→ **What you are asked to do**
Restate the whole listing word for word. Pictures are left out.

→ **Dataset**
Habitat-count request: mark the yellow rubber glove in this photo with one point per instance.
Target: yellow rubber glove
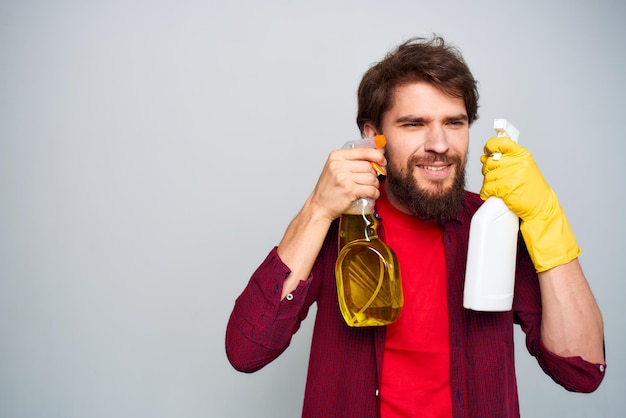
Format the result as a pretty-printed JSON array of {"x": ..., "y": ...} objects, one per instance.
[{"x": 516, "y": 179}]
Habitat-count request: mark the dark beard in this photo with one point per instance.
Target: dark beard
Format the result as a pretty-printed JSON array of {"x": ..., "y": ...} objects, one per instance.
[{"x": 438, "y": 205}]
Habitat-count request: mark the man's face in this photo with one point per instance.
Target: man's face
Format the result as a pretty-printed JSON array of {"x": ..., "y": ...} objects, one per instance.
[{"x": 427, "y": 135}]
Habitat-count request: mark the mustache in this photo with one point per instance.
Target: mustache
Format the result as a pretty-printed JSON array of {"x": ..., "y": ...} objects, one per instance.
[{"x": 434, "y": 158}]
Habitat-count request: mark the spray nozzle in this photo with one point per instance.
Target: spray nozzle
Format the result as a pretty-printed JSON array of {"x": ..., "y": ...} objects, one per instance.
[{"x": 504, "y": 128}]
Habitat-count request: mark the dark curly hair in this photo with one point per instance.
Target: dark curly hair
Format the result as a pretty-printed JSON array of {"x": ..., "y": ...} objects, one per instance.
[{"x": 418, "y": 59}]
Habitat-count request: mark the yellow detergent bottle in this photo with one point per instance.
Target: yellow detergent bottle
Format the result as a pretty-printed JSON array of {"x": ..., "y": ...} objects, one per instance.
[{"x": 367, "y": 272}]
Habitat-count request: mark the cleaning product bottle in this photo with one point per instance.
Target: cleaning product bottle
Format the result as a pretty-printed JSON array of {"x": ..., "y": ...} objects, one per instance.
[
  {"x": 367, "y": 273},
  {"x": 492, "y": 249}
]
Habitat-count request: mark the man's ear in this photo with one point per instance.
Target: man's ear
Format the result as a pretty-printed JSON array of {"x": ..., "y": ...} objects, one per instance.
[{"x": 369, "y": 130}]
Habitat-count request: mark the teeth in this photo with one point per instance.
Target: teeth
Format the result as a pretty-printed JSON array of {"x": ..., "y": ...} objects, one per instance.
[{"x": 430, "y": 167}]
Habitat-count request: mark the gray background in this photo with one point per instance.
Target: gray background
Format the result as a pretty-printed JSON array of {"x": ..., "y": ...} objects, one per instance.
[{"x": 152, "y": 153}]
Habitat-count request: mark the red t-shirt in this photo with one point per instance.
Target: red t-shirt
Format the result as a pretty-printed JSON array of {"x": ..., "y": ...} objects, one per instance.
[{"x": 416, "y": 364}]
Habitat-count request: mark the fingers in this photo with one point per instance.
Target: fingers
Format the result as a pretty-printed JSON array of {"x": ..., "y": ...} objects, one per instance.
[{"x": 347, "y": 176}]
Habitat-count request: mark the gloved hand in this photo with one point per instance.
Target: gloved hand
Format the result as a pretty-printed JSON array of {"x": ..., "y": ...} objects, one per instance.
[{"x": 516, "y": 179}]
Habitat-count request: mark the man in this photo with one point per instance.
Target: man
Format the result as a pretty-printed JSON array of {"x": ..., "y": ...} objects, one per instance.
[{"x": 438, "y": 359}]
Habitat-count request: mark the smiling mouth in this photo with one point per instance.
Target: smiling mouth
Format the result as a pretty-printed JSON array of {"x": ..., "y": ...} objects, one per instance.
[{"x": 434, "y": 168}]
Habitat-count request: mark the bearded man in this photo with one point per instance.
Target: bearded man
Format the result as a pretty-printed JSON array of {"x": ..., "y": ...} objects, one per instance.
[{"x": 438, "y": 359}]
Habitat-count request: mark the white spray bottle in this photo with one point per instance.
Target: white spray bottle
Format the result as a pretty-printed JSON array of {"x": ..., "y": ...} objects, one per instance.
[{"x": 492, "y": 249}]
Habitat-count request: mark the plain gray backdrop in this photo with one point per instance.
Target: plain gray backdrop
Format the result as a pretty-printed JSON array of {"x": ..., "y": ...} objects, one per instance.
[{"x": 153, "y": 152}]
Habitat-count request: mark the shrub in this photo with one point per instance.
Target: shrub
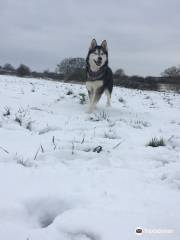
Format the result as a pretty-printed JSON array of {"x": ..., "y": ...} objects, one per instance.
[{"x": 155, "y": 142}]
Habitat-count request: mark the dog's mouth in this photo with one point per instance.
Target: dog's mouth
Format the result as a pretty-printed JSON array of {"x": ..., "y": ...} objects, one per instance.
[{"x": 98, "y": 62}]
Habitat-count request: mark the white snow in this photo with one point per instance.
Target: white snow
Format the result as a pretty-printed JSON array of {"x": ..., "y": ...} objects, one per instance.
[{"x": 55, "y": 185}]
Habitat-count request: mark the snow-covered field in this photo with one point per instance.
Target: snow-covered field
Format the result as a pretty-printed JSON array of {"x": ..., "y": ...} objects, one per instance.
[{"x": 67, "y": 175}]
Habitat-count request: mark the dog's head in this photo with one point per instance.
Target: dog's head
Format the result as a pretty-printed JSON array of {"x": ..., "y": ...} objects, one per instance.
[{"x": 97, "y": 55}]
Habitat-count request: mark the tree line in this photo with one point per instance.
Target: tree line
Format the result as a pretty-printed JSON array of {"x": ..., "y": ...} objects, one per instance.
[{"x": 73, "y": 69}]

→ **Exercise solution**
Habitat-count request: mark the yellow rubber glove in this photo with one point per instance.
Target: yellow rubber glove
Format the result as a pretty-printed JSON array of {"x": ..., "y": ...} objects, one per instance.
[{"x": 516, "y": 179}]
Habitat-count request: mark the dark beard in this photo with one point per instance.
Target: dark beard
Format the result as a pretty-printed JSON array of {"x": ..., "y": ...} objects, one per instance.
[{"x": 438, "y": 205}]
Habitat-count request: mark the man's face in this photo with one point per instance.
Target: man's face
Format the result as a pretty-printed JSON array of {"x": ..., "y": ...} objects, one per instance.
[{"x": 427, "y": 135}]
Habitat-count request: mark the mustache in this photo with one point per instance.
Target: mustache
Format the result as a pretty-printed JSON array of {"x": ..., "y": ...} objects, one per instance.
[{"x": 434, "y": 158}]
Habitat-count request: mark the spray nozzle in this photo with one point per instance.
Target: spray nozzle
Format the result as a pretty-printed JSON array of {"x": ..., "y": ...} objects, one per instance.
[{"x": 504, "y": 128}]
Habitat-count request: mark the dark curly hair in this photo with one point per instance.
Target: dark curly hair
Format the result as a pretty-printed JSON array of {"x": ..., "y": ...} objects, one per instance.
[{"x": 418, "y": 59}]
Habitat-count request: mark the yellow detergent bottle in this photo with one point per instance.
Target: yellow detergent bottle
Format the result as a pretty-printed JSON array of {"x": ..., "y": ...} objects, one per instance.
[{"x": 367, "y": 272}]
Habitat-count request: mark the cleaning product bottle in this photo with one point per instance.
Target: cleaning product bottle
Format the result as a pretty-printed JSON array of {"x": ..., "y": ...} objects, one per instance.
[
  {"x": 367, "y": 273},
  {"x": 492, "y": 249}
]
Habitat-count request: mark the man's ear in this photo with one point per instance.
Target: man's ear
Format the result as a pretty-printed JSON array of {"x": ..., "y": ...} objects, one per instance.
[{"x": 369, "y": 130}]
Habitat-count request: mark the teeth in this photo with one point per instance.
Target: teeth
Format the result as a pretty-printed JSON array of {"x": ..., "y": ...} objects, one per instance.
[{"x": 430, "y": 167}]
Habitat-count request: mark the gray background in this photo with one point per instance.
Target: gray background
Format the result as a pretty-printed JSON array of {"x": ..., "y": ...} objects, one per instance.
[{"x": 152, "y": 153}]
Habitat-count request: mark the red t-shirt in this photo with one point per instance.
Target: red t-shirt
Format the result as a pretty-printed JSON array of {"x": ..., "y": ...} objects, one per instance.
[{"x": 416, "y": 364}]
Habitat-count request: mark the fingers in this photo with one point per instance.
Target: fingers
Format the result as a pretty-printed JSON array of {"x": ..., "y": ...} objects, one per instance.
[{"x": 347, "y": 176}]
Habitat-count request: mark the gloved hand in this photo with one point per instance.
Target: gloved hand
Format the result as a pretty-printed JSON array of {"x": ..., "y": ...} objects, one per instance.
[{"x": 516, "y": 179}]
Habitat-count request: mark the man in this photo with one point per instance.
Target: man
Format the result as a pretty-printed JSON array of {"x": ..., "y": ...} objects, one per instance.
[{"x": 438, "y": 359}]
Habitat-count request: mark the smiling mouth in this photo with one point per instance.
Target: smiling mouth
Format the result as a pretty-printed JSON array of {"x": ..., "y": ...} objects, one per instance.
[{"x": 434, "y": 168}]
Habitat-count request: mark the bearded man in this photo with one point per instance.
Target: bearded man
Format the result as a pretty-printed JSON array of {"x": ..., "y": ...} objects, one per instance.
[{"x": 438, "y": 359}]
Habitat-count request: mark the white spray bottle in this photo with one point per instance.
Target: white spray bottle
Format the result as a pretty-printed JSON array of {"x": ..., "y": ...} objects, one per instance.
[{"x": 492, "y": 249}]
Habitat-count request: mark the plain gray backdrop in this photo with one point per instance.
Target: plain gray backdrop
Format the result as a pretty-printed JSON array of {"x": ..., "y": ...} objects, one per instance.
[{"x": 153, "y": 152}]
Habitat-count request: mark the shrub in this photo with one point per instance.
Target: shrub
Format the result as a pretty-printed JSON array of {"x": ..., "y": ...} objects, one per instance.
[{"x": 155, "y": 142}]
Habitat-count request: mark the dog's mouth in this photo with one point per instance.
Target: dog's mouth
Format the result as a pretty-printed JSON array of {"x": ..., "y": ...} objects, one per instance.
[{"x": 98, "y": 62}]
Habitat-count request: mark the white snow in this photo with one point per instance.
Target: white snow
Format the result as a pretty-printed JSON array of {"x": ..., "y": ...} objects, one per instance.
[{"x": 55, "y": 185}]
Habitat-count request: mark the snow-covered field in this photo with one point per instance.
Target: snow-covered field
Format the result as a pretty-printed JSON array of {"x": ..., "y": ...} objects, one per instance.
[{"x": 67, "y": 175}]
Habitat-count request: mark the dog's head in this photo with one point per instance.
Target: dog's head
Format the result as a pretty-printed JSON array of {"x": ..., "y": ...} objects, one per instance.
[{"x": 97, "y": 55}]
Habitat-count request: mark the tree line in this photo with one point per instance.
Target: tree line
Format the result as a pretty-printed JSON array of {"x": ..., "y": ...} objects, one per instance.
[{"x": 73, "y": 69}]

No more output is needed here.